> _DESCRIPTION OF THE TASK_: Copy the listing below verbatim, preserving every line in its original order.

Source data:
## Begin

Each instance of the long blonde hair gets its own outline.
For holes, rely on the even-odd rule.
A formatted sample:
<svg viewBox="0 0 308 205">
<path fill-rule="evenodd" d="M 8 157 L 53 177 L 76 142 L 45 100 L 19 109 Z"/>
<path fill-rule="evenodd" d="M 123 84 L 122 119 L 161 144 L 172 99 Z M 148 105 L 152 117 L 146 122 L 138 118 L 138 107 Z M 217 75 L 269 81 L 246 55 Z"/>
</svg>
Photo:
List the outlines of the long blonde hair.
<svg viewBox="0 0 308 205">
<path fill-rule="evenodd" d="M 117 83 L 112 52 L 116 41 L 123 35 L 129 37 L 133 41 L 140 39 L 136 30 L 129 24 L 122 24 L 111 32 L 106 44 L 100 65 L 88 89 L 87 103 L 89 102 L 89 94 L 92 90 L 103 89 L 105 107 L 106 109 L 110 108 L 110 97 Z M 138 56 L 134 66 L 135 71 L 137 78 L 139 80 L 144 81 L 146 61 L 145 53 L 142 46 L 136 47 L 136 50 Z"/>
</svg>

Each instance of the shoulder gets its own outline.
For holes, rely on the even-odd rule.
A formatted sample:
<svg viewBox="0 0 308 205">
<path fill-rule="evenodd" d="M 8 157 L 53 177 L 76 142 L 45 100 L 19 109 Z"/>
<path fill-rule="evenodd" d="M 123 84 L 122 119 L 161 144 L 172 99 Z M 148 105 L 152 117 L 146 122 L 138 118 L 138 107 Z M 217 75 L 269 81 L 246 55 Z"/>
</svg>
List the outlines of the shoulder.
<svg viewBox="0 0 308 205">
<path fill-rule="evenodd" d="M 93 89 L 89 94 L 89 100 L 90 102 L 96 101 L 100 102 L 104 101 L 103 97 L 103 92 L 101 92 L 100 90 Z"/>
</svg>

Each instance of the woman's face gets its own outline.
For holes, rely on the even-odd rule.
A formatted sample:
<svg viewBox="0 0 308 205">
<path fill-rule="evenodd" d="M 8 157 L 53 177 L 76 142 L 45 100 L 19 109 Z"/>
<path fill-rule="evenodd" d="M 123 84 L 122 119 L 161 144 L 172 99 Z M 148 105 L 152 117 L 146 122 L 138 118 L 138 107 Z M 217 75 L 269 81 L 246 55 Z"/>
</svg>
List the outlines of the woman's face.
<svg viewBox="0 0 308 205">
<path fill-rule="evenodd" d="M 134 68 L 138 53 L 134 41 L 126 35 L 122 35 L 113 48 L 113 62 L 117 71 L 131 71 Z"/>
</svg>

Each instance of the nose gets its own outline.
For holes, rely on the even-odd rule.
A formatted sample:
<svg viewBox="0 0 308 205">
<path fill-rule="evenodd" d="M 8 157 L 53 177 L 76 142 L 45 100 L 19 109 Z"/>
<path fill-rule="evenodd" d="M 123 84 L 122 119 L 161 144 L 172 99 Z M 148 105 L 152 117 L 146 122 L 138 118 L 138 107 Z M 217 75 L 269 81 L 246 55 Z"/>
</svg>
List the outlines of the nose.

## End

> _SOLUTION_:
Each instance of the long blonde hair gets its own outline.
For holes, rely on the even-odd rule.
A formatted sample:
<svg viewBox="0 0 308 205">
<path fill-rule="evenodd" d="M 8 157 L 53 177 L 76 142 L 45 100 L 19 109 Z"/>
<path fill-rule="evenodd" d="M 123 84 L 122 119 L 161 144 L 172 99 Z M 148 105 L 152 117 L 146 122 L 138 118 L 138 107 Z M 217 75 L 269 81 L 246 55 Z"/>
</svg>
Photo:
List the outlines of the long blonde hair.
<svg viewBox="0 0 308 205">
<path fill-rule="evenodd" d="M 117 83 L 112 52 L 116 41 L 123 35 L 129 37 L 133 41 L 140 39 L 136 30 L 129 24 L 122 24 L 111 32 L 106 44 L 100 65 L 88 89 L 87 103 L 89 102 L 89 94 L 92 90 L 103 89 L 105 107 L 106 109 L 110 108 L 110 97 Z M 138 56 L 134 66 L 135 71 L 137 78 L 139 80 L 144 81 L 146 61 L 145 53 L 142 46 L 136 47 L 136 50 Z"/>
</svg>

Each instance of the shoulder gets its own outline.
For holes, rely on the even-odd rule.
A formatted sample:
<svg viewBox="0 0 308 205">
<path fill-rule="evenodd" d="M 8 157 L 53 177 L 76 142 L 45 100 L 19 109 Z"/>
<path fill-rule="evenodd" d="M 123 84 L 122 119 L 161 144 L 172 99 Z M 148 105 L 152 117 L 146 122 L 138 118 L 138 107 Z M 217 75 L 269 81 L 246 55 Z"/>
</svg>
List the outlines of the shoulder.
<svg viewBox="0 0 308 205">
<path fill-rule="evenodd" d="M 93 89 L 89 94 L 89 100 L 90 102 L 96 101 L 100 102 L 104 101 L 103 97 L 103 92 L 101 92 L 100 90 Z"/>
</svg>

Each instance of the woman's face gets its own outline.
For holes, rely on the even-odd rule.
A formatted sample:
<svg viewBox="0 0 308 205">
<path fill-rule="evenodd" d="M 8 157 L 53 177 L 76 142 L 45 100 L 19 109 Z"/>
<path fill-rule="evenodd" d="M 123 84 L 122 119 L 161 144 L 172 99 Z M 148 105 L 152 117 L 146 122 L 138 118 L 138 107 Z M 217 75 L 269 81 L 246 55 Z"/>
</svg>
List the outlines of the woman's face.
<svg viewBox="0 0 308 205">
<path fill-rule="evenodd" d="M 134 68 L 138 53 L 134 41 L 126 35 L 122 35 L 113 48 L 113 62 L 117 71 L 131 71 Z"/>
</svg>

Each instance of the nose gets its own outline.
For holes, rely on the even-odd rule.
A formatted sample:
<svg viewBox="0 0 308 205">
<path fill-rule="evenodd" d="M 8 157 L 53 177 L 76 142 L 45 100 L 19 109 Z"/>
<path fill-rule="evenodd" d="M 123 84 L 122 119 L 161 144 L 172 99 Z M 148 105 L 152 117 L 146 122 L 138 118 L 138 107 Z M 217 75 L 269 81 L 246 55 Z"/>
</svg>
List the outlines of the nose.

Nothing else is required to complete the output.